» Text provided
----
Border Force officials could go on strike over Priti Patel’s ‘morally reprehensible’ plans to turn back people crossing the English Channel in dinghies, a union has said.
The PCS union suggested the ‘pushbacks’ policy risks lives and may break international law.
The Home Office is now facing legal action after the union teamed up with a refugee charity to challenge the plan to turn small boats around at sea.
The news comes as figures show 28,300 people crossed the Dover Strait aboard small boats in 2021, three times the number in 2020.
In November, at least 27 people drowned in the deadliest crossing on record, including pregnant women and children.
The PCS, whose members include around 80% of the Border Force officials who would be tasked with carrying out the ‘pushbacks’, and the charity Care4Calais have filed an application for judicial review on the policy.
The Public and Commercial Services Union said it ‘contravenes international law and is morally reprehensible’, and could expose Border Force officials to risk of prosecution.
Even if the court application is unsuccessful, the union has not ruled out industrial action and said officials could refuse to carry out the pushbacks.
PCS general secretary Mark Serwotka said: ‘The legality of the pushbacks policy is in serious question, and it is right that the court decides whether it is unlawful to turn back Channel boats.
‘We cannot have a situation where our members could be open to potential civil and criminal action for implementing a policy that they do not agree with and know is not safe.
----
» Material

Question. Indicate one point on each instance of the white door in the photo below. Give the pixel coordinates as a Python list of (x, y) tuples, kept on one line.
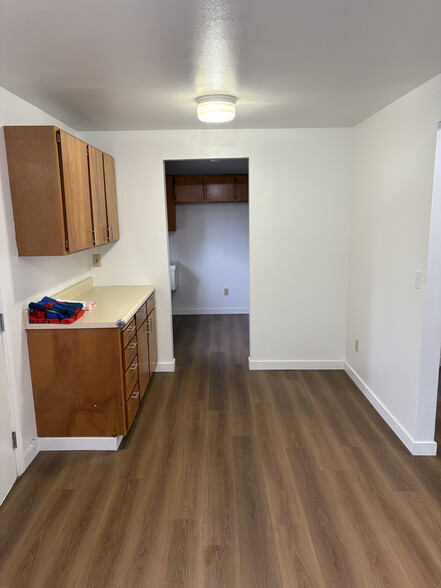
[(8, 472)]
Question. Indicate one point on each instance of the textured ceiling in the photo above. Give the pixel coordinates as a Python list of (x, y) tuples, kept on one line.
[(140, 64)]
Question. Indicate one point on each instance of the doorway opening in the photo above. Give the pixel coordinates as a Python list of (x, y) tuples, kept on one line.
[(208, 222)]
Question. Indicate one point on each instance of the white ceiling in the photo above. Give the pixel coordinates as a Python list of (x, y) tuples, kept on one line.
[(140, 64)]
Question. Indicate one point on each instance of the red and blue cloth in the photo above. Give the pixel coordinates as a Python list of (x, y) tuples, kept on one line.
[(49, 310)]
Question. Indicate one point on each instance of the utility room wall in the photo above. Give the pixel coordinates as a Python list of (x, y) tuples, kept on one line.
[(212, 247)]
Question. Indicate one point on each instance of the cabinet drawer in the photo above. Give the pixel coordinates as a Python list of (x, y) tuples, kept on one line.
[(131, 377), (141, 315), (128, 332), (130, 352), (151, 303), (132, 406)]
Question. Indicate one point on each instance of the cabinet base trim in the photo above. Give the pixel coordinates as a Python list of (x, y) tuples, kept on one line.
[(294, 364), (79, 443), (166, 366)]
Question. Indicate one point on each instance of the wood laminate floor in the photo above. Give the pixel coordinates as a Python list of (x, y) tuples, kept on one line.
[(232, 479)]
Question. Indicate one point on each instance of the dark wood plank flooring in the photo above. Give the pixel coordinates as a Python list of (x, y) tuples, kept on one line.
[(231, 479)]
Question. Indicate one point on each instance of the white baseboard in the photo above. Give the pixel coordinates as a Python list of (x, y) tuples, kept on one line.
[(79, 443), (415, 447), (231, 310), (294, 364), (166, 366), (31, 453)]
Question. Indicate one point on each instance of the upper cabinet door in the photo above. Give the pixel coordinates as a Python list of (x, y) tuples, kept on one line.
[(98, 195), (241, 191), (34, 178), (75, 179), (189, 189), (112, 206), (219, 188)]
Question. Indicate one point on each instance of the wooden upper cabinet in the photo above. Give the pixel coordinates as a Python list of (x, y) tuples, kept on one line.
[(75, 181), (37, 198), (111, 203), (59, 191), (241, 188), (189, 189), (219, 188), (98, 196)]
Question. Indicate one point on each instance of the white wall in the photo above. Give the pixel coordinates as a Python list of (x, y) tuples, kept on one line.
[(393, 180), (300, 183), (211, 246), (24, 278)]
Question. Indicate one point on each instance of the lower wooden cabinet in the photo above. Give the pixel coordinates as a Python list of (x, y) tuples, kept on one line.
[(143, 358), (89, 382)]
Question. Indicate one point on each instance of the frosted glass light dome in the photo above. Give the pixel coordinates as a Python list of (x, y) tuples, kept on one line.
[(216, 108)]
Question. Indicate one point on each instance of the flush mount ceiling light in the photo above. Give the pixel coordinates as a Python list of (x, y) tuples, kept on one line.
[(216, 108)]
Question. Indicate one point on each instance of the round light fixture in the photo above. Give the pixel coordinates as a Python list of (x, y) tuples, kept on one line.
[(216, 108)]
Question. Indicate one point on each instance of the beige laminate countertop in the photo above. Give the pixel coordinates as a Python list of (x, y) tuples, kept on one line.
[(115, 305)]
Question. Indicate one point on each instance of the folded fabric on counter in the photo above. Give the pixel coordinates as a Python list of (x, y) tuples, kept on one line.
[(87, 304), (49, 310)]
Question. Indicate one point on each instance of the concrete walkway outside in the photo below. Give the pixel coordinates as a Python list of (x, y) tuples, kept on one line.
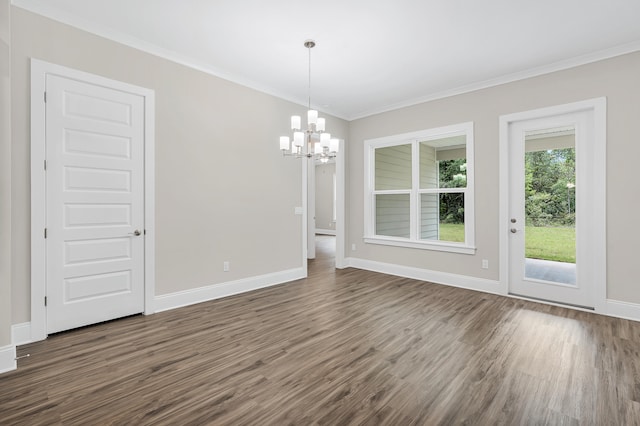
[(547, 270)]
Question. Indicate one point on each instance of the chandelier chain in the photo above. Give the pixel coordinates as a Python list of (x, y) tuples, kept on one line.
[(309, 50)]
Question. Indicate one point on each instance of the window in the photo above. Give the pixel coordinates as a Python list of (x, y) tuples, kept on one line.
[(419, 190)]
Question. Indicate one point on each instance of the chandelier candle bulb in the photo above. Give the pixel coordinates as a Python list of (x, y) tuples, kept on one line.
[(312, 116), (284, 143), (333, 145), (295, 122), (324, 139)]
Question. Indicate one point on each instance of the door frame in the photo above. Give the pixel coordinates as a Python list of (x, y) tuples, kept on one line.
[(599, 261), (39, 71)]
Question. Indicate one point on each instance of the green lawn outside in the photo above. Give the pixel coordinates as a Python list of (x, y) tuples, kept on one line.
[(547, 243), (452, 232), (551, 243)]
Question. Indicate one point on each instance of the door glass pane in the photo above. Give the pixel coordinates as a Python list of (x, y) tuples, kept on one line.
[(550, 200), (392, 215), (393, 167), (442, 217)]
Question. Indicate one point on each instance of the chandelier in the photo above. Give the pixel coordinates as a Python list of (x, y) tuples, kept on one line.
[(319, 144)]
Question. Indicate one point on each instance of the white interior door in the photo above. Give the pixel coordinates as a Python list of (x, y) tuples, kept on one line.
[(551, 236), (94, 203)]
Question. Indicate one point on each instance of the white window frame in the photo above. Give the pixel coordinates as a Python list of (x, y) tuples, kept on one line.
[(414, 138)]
----
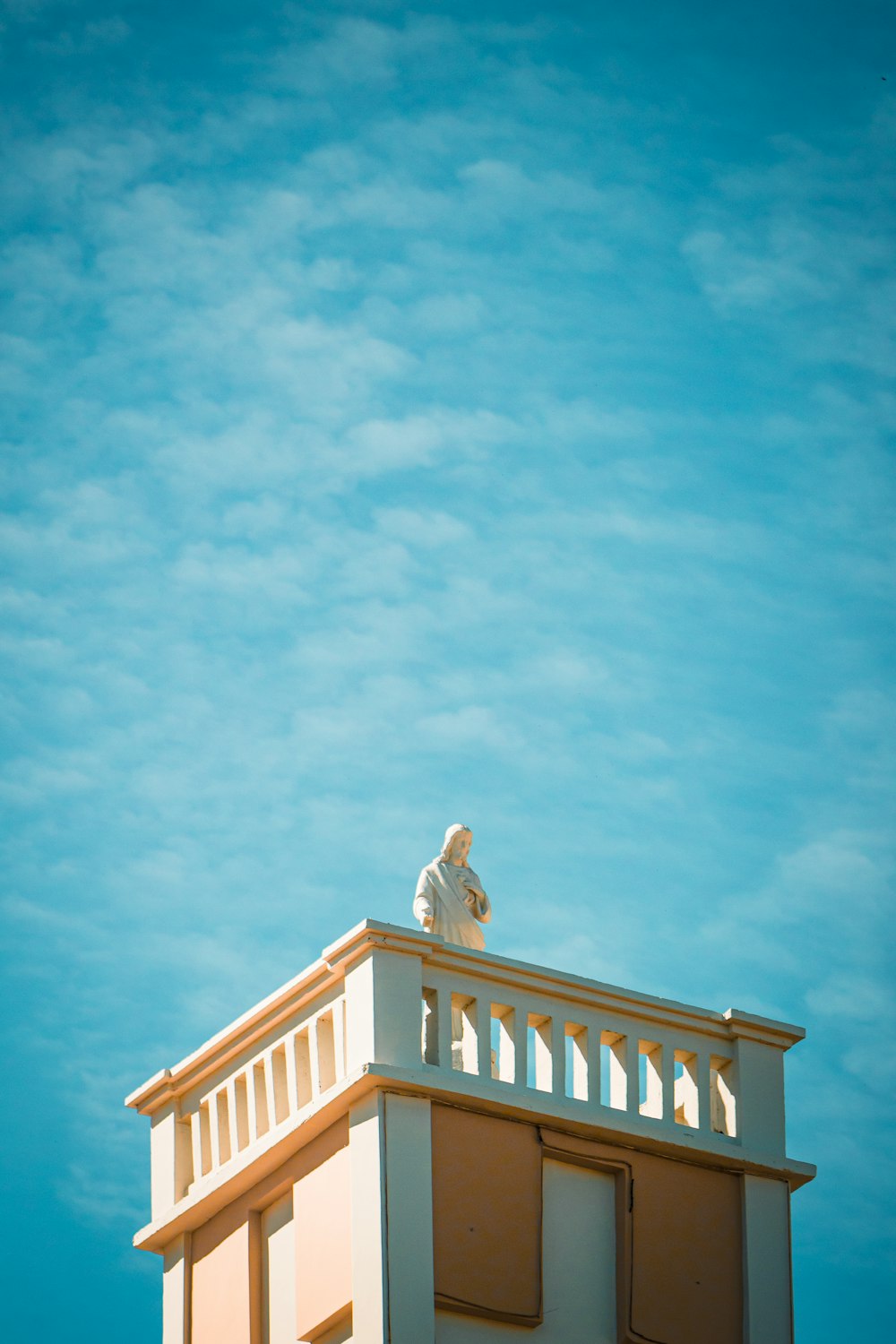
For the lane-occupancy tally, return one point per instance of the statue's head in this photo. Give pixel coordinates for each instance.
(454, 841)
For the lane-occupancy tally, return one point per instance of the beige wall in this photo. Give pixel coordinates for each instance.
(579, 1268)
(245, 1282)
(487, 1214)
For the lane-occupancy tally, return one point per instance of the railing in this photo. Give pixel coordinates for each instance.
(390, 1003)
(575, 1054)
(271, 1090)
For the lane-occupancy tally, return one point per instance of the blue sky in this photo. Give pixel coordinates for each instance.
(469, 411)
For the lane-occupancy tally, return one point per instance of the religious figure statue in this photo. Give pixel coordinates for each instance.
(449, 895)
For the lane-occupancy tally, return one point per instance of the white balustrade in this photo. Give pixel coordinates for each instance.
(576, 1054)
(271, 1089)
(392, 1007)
----
» Exercise requirements
Reproduce word for word the part of the text on the Channel pushbacks policy starting with "The Home Office" and going on through "risk of prosecution.". You can leave the listing aside; it plays no part here.

» Task response
The Home Office is now facing legal action after the union teamed up with a refugee charity to challenge the plan to turn small boats around at sea.
The news comes as figures show 28,300 people crossed the Dover Strait aboard small boats in 2021, three times the number in 2020.
In November, at least 27 people drowned in the deadliest crossing on record, including pregnant women and children.
The PCS, whose members include around 80% of the Border Force officials who would be tasked with carrying out the ‘pushbacks’, and the charity Care4Calais have filed an application for judicial review on the policy.
The Public and Commercial Services Union said it ‘contravenes international law and is morally reprehensible’, and could expose Border Force officials to risk of prosecution.